======== Data excerpts

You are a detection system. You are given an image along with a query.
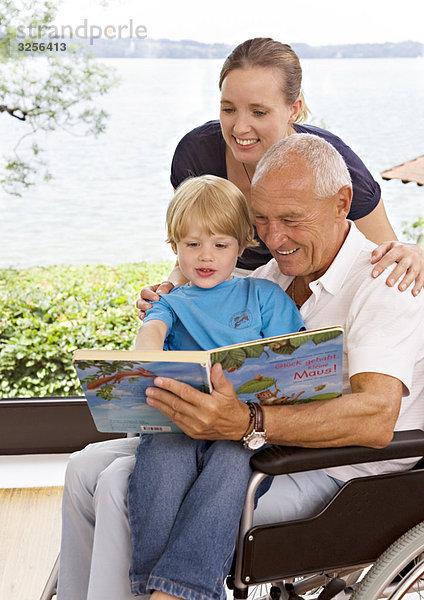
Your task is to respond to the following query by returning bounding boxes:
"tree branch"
[0,105,28,121]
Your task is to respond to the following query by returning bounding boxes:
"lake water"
[1,57,423,269]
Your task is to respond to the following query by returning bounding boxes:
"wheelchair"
[40,429,424,600]
[228,428,424,600]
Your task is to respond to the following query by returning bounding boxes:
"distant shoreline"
[27,37,424,59]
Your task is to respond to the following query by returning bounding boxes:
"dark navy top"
[170,120,381,271]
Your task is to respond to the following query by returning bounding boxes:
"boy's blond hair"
[166,175,258,251]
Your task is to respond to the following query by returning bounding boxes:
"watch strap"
[255,402,264,432]
[240,401,256,441]
[242,403,267,449]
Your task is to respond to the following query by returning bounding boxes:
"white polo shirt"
[252,222,424,481]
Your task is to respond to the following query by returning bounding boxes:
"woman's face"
[220,66,300,166]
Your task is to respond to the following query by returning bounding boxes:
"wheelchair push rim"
[351,520,424,599]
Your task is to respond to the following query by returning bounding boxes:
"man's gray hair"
[252,133,352,198]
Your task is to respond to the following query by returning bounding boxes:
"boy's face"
[174,224,241,289]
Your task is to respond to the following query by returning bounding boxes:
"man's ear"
[171,242,178,255]
[335,185,353,219]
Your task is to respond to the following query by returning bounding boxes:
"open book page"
[73,356,211,433]
[210,327,343,406]
[73,326,343,433]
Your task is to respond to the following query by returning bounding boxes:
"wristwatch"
[243,403,267,450]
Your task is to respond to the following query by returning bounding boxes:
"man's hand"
[145,363,250,440]
[136,281,175,320]
[371,241,424,296]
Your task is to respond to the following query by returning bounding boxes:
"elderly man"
[57,135,424,600]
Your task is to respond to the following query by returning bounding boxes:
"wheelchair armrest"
[250,429,424,476]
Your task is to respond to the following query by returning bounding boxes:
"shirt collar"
[315,221,368,296]
[256,221,370,299]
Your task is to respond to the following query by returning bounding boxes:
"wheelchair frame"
[40,429,424,600]
[229,429,424,599]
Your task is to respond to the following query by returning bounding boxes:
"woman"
[138,37,423,314]
[57,39,424,600]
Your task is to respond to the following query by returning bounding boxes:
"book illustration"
[74,359,211,433]
[254,387,307,406]
[210,328,343,406]
[73,326,344,434]
[83,362,157,397]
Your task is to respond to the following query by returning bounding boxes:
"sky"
[53,0,424,46]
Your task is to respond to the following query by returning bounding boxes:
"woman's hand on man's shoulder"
[371,240,424,296]
[136,281,175,320]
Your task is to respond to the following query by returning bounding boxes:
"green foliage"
[402,217,424,249]
[267,341,297,355]
[0,0,119,195]
[306,392,341,401]
[243,344,265,359]
[75,360,156,402]
[0,261,173,398]
[236,377,276,395]
[270,329,342,355]
[211,347,251,371]
[211,330,343,372]
[211,342,266,371]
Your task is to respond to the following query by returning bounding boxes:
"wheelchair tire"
[350,520,424,599]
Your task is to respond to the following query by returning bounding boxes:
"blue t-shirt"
[143,276,304,351]
[170,120,381,270]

================

* What is expected
With the pictures removed, copy the data above word for word.

* Answer to this exercise
You are a detection system. You are given an image along with a query.
Your task is to respond to the following query by returning bounding boxes:
"tree branch"
[0,105,28,121]
Your task is to respond to the following query by returning bounding boxes:
"lake water"
[1,57,423,269]
Your task is to respond to the following query by returning bounding boxes:
"wheelchair"
[40,429,424,600]
[228,428,424,600]
Your task is to respond to the following query by returning bounding boxes:
"distant shoreline"
[27,37,424,59]
Your task is to respond to the following query by returning bounding boxes:
"dark navy top"
[170,120,381,271]
Your task is to respond to the following query by returning bounding boxes:
"boy's blond hair"
[166,175,258,251]
Your task is to respond to the following query by returning bounding boxes:
"watch strap"
[255,402,264,432]
[240,401,256,441]
[242,403,267,449]
Your task is to respond to the following query by returning bounding boxes:
"white polo shirt"
[252,222,424,481]
Your task is to respond to the following query by returning bounding boxes:
"woman's face"
[220,66,300,166]
Your task is to respond to the following query by returning bounding boxes:
"wheelchair push rim"
[351,520,424,599]
Your task is to respond to the following query by returning bounding boxes:
"man's gray hair"
[252,133,352,198]
Your task is to respond to the following query by returning bounding boxes:
"boy's face"
[174,224,241,289]
Your task is to respond to the following query by returning bounding boxes:
"man's ear"
[171,242,178,255]
[335,185,353,219]
Your task is to respond to the following query by returning bounding boxes:
"open book page"
[73,356,211,433]
[210,327,343,406]
[73,326,343,433]
Your task is to respond to the following query by returning bounding boxes:
"wristwatch"
[243,403,267,450]
Your task is to respond to the following query by returning bounding boxes:
"man's hand"
[145,363,250,440]
[136,281,175,320]
[371,241,424,296]
Your task is to respond to the following query by returning bounding boxes:
"elderly man"
[57,135,424,600]
Your task is to respond to the following query by returning bounding boxes:
"wheelchair armrest"
[250,429,424,476]
Your task is to respond to the following query by returning bounding boxes:
"shirt collar"
[315,221,368,296]
[256,221,370,299]
Your task is to respond to the following query by returning bounding boxes:
"wheelchair frame"
[40,429,424,600]
[229,429,424,599]
Your task is to respond to the following query by returning bounding boxes:
"woman"
[138,37,423,314]
[57,39,424,600]
Your task is to respond to the following query by returning bounding boxes:
"book illustration"
[74,359,211,433]
[254,387,307,406]
[210,328,343,406]
[73,326,344,434]
[83,362,157,397]
Your task is to respond to the following query by returning bounding boxes:
"sky"
[53,0,424,46]
Your task is to respond to the following query by returning bounding boxes:
"woman's hand on man's shoulder"
[371,240,424,296]
[136,281,175,320]
Your task is to respond to the following query by returning bounding boxes:
"green foliage"
[402,217,424,249]
[267,341,297,355]
[0,0,119,195]
[306,392,341,401]
[243,344,265,359]
[75,360,156,402]
[0,261,173,398]
[236,377,276,395]
[270,329,342,355]
[211,347,251,371]
[211,330,343,372]
[211,342,266,371]
Your task is to respond to the following query by returning bounding boxes:
"wheelchair tire"
[350,520,424,599]
Your task is to respond to the following query by returning bounding boxes:
"blue t-shirt"
[143,276,304,351]
[170,120,381,270]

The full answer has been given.